DESCRIPTION OF THE TASK:
Shift the polygon coordinates by adding 58 to every number in them, and write out again the rows from the first one up to and including the row with "[[[92,312],[92,330],[96,332],[98,329],[98,312]]]". Keep the requests in those rows unchanged.

[start RECORDS FOR THE EXERCISE]

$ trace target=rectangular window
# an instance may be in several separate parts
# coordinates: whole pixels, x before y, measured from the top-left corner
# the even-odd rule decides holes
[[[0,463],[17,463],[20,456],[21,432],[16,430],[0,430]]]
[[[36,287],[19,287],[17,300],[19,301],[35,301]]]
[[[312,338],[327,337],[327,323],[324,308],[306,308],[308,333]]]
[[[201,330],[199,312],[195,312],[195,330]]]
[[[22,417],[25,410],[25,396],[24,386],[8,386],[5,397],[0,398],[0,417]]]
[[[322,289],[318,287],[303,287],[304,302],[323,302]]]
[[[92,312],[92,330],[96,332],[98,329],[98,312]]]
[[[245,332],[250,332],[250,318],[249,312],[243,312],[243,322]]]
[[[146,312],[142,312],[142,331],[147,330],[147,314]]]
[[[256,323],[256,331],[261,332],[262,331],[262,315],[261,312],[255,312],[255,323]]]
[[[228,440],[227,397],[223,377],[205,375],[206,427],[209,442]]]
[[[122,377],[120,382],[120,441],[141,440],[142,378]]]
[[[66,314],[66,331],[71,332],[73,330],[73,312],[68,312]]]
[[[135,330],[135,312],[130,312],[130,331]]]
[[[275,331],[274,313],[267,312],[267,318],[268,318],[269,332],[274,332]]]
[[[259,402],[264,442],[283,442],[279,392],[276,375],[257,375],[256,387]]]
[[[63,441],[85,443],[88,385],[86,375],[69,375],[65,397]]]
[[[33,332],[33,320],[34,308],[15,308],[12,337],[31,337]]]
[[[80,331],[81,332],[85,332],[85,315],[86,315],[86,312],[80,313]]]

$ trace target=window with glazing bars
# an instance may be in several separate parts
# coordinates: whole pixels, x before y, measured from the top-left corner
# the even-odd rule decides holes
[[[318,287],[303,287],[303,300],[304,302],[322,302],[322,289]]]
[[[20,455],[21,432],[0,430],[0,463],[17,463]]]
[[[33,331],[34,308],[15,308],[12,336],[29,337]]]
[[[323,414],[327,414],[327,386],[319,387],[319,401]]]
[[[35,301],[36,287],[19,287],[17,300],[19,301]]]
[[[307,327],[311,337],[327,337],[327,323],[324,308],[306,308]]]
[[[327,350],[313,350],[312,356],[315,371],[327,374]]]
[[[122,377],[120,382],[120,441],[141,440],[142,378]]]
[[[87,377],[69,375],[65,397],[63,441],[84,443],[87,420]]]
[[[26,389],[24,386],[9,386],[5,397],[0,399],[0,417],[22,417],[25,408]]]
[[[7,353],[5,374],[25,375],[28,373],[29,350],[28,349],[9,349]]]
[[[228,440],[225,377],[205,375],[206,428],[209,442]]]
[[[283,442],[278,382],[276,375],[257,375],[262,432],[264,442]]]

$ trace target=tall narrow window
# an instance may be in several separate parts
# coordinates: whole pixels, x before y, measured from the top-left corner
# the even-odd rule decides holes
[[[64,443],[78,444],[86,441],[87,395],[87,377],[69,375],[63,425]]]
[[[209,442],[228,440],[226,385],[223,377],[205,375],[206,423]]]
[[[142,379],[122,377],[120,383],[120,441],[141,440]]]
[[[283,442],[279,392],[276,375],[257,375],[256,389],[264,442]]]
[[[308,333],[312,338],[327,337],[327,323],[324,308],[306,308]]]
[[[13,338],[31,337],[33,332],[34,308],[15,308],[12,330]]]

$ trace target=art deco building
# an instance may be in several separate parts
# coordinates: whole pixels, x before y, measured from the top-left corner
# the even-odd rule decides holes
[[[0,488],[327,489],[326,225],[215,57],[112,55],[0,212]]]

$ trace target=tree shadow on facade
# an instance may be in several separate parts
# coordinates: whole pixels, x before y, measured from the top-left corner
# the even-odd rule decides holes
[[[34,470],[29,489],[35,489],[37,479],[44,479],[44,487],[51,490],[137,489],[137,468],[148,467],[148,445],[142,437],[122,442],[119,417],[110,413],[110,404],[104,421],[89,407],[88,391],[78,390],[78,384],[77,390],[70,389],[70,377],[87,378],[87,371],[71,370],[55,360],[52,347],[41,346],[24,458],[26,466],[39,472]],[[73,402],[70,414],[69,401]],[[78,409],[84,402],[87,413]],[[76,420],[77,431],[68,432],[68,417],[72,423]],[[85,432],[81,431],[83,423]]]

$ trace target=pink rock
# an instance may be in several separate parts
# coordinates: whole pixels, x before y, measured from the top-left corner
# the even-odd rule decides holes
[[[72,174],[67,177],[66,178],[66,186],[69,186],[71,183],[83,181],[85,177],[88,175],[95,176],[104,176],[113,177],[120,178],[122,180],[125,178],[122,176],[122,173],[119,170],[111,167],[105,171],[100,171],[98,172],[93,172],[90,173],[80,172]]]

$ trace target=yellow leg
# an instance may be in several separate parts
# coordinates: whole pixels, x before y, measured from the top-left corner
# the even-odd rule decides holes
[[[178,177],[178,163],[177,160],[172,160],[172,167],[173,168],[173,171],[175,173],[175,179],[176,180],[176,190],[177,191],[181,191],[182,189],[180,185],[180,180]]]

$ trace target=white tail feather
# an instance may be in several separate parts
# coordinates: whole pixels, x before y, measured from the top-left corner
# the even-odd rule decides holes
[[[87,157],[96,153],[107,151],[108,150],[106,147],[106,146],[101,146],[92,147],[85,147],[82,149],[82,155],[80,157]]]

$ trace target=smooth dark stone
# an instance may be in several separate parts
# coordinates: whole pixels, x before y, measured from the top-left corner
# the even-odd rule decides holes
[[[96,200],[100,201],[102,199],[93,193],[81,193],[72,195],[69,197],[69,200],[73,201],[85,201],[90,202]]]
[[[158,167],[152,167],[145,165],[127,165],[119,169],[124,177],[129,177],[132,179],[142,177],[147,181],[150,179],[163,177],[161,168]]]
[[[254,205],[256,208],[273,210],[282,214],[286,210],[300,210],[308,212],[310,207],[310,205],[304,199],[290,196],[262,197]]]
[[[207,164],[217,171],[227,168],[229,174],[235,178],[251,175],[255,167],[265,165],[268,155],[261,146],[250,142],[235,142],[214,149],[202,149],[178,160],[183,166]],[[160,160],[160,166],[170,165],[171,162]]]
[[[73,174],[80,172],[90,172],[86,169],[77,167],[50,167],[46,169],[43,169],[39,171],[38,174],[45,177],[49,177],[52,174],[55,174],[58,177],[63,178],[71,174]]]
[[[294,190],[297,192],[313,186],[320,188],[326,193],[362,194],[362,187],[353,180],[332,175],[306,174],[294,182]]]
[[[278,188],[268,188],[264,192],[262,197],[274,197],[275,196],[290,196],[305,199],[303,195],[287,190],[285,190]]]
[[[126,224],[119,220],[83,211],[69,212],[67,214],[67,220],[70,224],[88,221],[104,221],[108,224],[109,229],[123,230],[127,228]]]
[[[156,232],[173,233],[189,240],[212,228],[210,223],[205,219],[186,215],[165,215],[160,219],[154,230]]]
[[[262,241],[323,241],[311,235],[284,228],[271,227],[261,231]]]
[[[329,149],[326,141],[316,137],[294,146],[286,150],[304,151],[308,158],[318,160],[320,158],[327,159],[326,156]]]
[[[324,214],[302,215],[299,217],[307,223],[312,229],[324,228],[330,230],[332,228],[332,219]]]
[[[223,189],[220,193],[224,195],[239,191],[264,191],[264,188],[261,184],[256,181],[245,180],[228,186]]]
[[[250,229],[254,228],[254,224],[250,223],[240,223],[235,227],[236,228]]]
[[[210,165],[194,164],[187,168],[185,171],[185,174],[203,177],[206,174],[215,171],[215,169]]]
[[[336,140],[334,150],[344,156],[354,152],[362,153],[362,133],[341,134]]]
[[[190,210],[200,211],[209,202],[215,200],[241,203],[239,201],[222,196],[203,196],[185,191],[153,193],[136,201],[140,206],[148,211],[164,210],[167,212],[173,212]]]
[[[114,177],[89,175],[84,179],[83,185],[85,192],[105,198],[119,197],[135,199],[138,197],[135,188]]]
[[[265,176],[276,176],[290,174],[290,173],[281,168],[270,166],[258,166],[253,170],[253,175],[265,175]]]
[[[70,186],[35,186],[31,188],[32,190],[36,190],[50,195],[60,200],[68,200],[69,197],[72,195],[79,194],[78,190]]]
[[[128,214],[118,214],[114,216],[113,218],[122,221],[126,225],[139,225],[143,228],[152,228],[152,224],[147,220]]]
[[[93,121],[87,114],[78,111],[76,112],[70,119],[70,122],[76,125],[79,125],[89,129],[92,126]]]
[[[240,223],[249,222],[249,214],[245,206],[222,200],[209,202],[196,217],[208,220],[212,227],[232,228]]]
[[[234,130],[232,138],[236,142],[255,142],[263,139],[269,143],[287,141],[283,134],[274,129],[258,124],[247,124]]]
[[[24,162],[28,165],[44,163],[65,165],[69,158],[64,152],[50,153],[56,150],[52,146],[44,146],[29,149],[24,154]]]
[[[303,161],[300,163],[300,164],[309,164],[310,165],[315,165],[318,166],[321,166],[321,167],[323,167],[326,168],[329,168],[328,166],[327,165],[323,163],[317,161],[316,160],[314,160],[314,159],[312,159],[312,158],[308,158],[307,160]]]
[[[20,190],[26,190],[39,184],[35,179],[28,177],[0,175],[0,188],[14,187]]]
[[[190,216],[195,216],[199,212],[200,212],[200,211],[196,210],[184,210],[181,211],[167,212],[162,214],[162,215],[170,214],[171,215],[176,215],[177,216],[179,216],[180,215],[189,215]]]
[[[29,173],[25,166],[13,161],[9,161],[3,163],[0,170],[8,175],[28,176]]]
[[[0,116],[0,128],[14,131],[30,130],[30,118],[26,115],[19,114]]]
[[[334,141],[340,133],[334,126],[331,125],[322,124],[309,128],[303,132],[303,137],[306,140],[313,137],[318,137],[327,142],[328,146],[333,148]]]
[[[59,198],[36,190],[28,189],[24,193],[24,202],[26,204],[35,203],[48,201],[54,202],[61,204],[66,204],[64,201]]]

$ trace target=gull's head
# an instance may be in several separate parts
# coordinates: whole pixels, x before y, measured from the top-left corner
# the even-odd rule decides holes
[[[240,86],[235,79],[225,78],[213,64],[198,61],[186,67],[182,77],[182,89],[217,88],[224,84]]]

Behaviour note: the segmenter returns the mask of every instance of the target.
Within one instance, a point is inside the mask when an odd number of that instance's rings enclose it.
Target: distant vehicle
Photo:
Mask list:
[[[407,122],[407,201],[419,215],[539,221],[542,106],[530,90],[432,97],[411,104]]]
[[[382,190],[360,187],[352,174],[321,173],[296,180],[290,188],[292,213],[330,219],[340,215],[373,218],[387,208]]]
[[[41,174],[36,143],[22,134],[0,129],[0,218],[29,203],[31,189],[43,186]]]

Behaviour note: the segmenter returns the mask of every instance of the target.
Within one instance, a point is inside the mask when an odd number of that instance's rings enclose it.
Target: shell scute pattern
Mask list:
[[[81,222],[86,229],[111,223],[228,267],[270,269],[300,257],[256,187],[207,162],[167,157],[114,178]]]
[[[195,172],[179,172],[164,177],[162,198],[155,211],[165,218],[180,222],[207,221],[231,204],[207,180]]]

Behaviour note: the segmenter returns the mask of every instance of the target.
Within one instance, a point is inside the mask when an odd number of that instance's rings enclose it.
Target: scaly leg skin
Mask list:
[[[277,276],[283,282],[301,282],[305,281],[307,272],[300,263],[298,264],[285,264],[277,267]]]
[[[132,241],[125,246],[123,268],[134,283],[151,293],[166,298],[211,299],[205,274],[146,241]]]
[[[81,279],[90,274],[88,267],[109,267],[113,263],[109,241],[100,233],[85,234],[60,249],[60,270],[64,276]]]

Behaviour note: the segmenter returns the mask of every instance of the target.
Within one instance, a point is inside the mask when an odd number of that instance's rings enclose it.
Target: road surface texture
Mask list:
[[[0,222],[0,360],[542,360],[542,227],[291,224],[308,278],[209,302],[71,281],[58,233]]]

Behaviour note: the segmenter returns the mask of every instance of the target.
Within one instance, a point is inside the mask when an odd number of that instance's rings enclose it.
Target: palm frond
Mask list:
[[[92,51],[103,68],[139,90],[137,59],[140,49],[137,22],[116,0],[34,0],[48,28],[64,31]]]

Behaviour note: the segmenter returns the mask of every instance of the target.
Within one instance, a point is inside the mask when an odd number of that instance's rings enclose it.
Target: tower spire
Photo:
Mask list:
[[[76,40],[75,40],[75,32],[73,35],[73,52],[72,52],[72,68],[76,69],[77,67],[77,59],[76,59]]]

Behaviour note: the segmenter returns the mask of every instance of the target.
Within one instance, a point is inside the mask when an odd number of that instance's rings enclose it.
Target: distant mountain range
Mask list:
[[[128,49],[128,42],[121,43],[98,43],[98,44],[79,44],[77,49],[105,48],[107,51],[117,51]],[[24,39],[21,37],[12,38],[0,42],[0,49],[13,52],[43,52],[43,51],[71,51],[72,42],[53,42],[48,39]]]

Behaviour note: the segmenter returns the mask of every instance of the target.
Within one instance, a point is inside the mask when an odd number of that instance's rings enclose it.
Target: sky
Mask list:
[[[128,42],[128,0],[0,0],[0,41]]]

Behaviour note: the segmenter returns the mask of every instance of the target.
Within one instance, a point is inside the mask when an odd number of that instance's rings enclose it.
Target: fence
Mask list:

[end RECORDS FOR THE EXERCISE]

OUTPUT:
$ trace target=rectangular window
# an instance may be in several separate parts
# coordinates: whole pixels, x before y, measured from the top-left corner
# the even-odd rule decides holes
[[[58,521],[75,521],[78,514],[79,490],[74,488],[58,488]]]
[[[94,345],[77,345],[75,358],[77,359],[93,359]]]
[[[370,396],[385,395],[385,381],[382,366],[364,366],[366,391]]]
[[[259,388],[257,370],[253,370],[253,388]]]
[[[80,475],[83,468],[83,454],[82,444],[66,444],[63,455],[58,456],[58,475]]]
[[[380,347],[376,345],[361,345],[362,360],[381,360]]]
[[[150,370],[150,388],[154,390],[156,387],[156,370]]]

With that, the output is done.